- Selected extract
------------------------
Since our school and curriculum is new and a few of my fellow students and I are not doing as well as we would like, the faculty decided to have meetings with us individually to discuss our progress, our concerns, and anything else. The precepts for my small-group learning sessions are the dean of our school and our amazing biochemistry professor. So, I got to meet with the dean one-on-one in her nice office.
One of the things she discussed with me was how I was very quiet and don't participate much in discussions. I told her that I had actually talked about this with a friend the night before. She noted how I don't speak much and when I do, I tend to speak quietly or with my hand in front of my mouth. I explained to her the irrational fear I have of running out of breath.
The accident caused my ribs to break and puncture my lungs and also somehow caused my airway and esophagus to drastically constrict. For a while, I could not eat solid foods, drink liquids of normal viscosity, or speak more than a few hushed words without having to pause to catch my breath. So, this changed me from a guy who talked so much that I would trip over my words to a guy who spoke less and just listened more. I did not want to seem weak or damaged, so I just wouldn't say anything at times.
When I speak, the things I say are insightful, the dean said, but I say them with reserve. I often mumble, too. Before, I would mumble because I couldn’t talk as fast as I could think. Now, I mumble because my mind thinks too many things and I’m hesitant with the words I choose to say. People also don’t seem to hear me when I speak to a group, perhaps because of my reduced lung capacity, so I keep quiet.
The dean said that this introspection was very interesting and it was good that I was able to figure that out on my own. She then asked me, “How is your confidence?”
I smiled and responded, “Well, I thought I was doing great and that I had no problem in that respect. Then I came here and was shown otherwise.”
As I wrote about in my post Compensate, people have doubted my capabilities since my accident. I choose to push past that and do whatever I want to do. Recently, though, this has been taking a toll on me. It seems like everyone here is so much more intelligent and so much more sociable than me. So, I take my place as a wallflower.
------------------------
- Record excerpts
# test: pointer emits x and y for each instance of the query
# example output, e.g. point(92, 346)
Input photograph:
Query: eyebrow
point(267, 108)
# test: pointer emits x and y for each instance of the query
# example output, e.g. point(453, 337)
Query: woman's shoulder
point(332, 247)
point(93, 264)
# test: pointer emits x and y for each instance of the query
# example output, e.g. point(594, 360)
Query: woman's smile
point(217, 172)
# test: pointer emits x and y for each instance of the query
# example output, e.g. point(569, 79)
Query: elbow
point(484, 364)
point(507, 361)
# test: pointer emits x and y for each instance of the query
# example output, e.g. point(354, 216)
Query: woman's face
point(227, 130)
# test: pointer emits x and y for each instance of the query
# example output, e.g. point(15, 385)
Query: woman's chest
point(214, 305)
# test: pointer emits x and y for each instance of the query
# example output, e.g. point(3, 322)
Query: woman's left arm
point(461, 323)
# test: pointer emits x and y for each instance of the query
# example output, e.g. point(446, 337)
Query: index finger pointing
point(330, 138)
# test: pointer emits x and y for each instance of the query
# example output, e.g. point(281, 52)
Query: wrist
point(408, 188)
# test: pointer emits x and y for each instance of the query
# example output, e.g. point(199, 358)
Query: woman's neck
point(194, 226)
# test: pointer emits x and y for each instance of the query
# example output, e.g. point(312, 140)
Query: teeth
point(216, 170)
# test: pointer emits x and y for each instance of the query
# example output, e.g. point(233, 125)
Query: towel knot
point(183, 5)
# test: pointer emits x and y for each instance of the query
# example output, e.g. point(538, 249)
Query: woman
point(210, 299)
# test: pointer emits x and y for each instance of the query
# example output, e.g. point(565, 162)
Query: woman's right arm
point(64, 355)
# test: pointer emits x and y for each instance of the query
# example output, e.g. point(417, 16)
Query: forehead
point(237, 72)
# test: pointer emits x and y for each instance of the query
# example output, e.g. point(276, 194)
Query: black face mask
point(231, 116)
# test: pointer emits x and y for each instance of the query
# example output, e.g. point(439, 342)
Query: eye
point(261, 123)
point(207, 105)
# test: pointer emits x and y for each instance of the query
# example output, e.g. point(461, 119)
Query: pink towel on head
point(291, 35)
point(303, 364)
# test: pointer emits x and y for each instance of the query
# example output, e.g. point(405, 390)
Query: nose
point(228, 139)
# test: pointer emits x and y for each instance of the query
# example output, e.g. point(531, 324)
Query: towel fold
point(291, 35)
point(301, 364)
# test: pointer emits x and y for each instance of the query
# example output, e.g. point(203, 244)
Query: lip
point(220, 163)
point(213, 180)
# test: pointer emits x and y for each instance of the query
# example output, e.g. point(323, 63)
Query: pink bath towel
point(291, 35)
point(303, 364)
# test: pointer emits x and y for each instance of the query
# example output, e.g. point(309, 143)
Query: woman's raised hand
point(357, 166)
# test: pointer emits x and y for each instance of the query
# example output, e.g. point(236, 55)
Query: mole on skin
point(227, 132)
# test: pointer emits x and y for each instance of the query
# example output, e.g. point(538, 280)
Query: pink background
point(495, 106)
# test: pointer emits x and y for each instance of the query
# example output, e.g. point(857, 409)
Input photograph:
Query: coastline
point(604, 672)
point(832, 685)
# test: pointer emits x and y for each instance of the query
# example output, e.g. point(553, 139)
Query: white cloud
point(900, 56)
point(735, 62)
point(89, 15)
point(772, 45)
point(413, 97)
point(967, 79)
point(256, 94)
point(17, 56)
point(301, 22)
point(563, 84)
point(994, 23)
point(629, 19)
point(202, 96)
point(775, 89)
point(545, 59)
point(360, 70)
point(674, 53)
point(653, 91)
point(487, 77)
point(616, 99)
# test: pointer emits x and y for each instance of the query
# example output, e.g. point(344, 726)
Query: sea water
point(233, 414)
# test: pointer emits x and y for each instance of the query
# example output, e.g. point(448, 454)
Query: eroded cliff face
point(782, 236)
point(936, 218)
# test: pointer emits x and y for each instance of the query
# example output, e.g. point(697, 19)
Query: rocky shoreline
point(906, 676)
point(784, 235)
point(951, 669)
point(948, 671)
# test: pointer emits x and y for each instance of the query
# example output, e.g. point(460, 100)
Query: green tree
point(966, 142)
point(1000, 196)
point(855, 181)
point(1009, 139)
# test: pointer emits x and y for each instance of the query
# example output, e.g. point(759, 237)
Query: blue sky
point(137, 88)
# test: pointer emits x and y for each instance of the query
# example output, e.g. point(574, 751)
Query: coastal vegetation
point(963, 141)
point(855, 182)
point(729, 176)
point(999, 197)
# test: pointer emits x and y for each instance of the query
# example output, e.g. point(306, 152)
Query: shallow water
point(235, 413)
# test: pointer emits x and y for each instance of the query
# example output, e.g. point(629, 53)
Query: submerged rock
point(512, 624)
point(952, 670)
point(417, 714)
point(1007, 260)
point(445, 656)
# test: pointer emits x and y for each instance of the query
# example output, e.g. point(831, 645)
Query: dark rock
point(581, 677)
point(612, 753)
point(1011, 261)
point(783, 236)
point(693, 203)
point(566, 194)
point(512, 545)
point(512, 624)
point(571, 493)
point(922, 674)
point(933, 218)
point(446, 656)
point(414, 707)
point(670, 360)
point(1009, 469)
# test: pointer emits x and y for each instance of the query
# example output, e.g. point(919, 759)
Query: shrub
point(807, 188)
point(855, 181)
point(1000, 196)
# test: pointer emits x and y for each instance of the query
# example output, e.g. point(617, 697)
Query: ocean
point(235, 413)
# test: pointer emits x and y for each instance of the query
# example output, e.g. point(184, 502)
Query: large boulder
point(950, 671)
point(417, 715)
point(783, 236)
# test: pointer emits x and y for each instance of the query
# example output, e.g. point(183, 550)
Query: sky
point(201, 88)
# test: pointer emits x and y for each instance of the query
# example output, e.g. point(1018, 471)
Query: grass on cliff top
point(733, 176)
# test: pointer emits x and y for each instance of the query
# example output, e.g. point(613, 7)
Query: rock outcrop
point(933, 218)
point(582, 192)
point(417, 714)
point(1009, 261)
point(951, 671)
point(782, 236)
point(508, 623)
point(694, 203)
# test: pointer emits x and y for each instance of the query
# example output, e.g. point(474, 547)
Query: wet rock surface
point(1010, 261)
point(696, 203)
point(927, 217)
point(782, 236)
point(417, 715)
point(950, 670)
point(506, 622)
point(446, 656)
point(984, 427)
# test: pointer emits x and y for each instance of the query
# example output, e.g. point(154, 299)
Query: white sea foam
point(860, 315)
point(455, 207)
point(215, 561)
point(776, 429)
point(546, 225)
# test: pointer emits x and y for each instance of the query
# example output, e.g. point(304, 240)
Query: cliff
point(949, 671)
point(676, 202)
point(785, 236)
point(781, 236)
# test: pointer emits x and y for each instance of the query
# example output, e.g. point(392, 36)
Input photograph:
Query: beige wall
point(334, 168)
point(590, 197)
------------------------
- Parts of the exercise
[1] In the post about meeting with the dean, what could the writer not do for a while after the accident? List every item.
[2] How would you sum up the post about meeting with the dean in two sentences?

- List of answers
[1]
- Eat solid foods
- Drink liquids of normal viscosity
- Speak more than a few hushed words without pausing to catch a breath

[2] In a one-on-one meeting, the dean told the writer that they are very quiet, seldom take part in discussions, and speak softly or with a hand in front of their mouth. The writer explained that an accident that broke their ribs and punctured their lungs left them with a fear of running out of breath, and that although they push past others' doubts, feeling less intelligent and sociable than everyone else has made them a wallflower.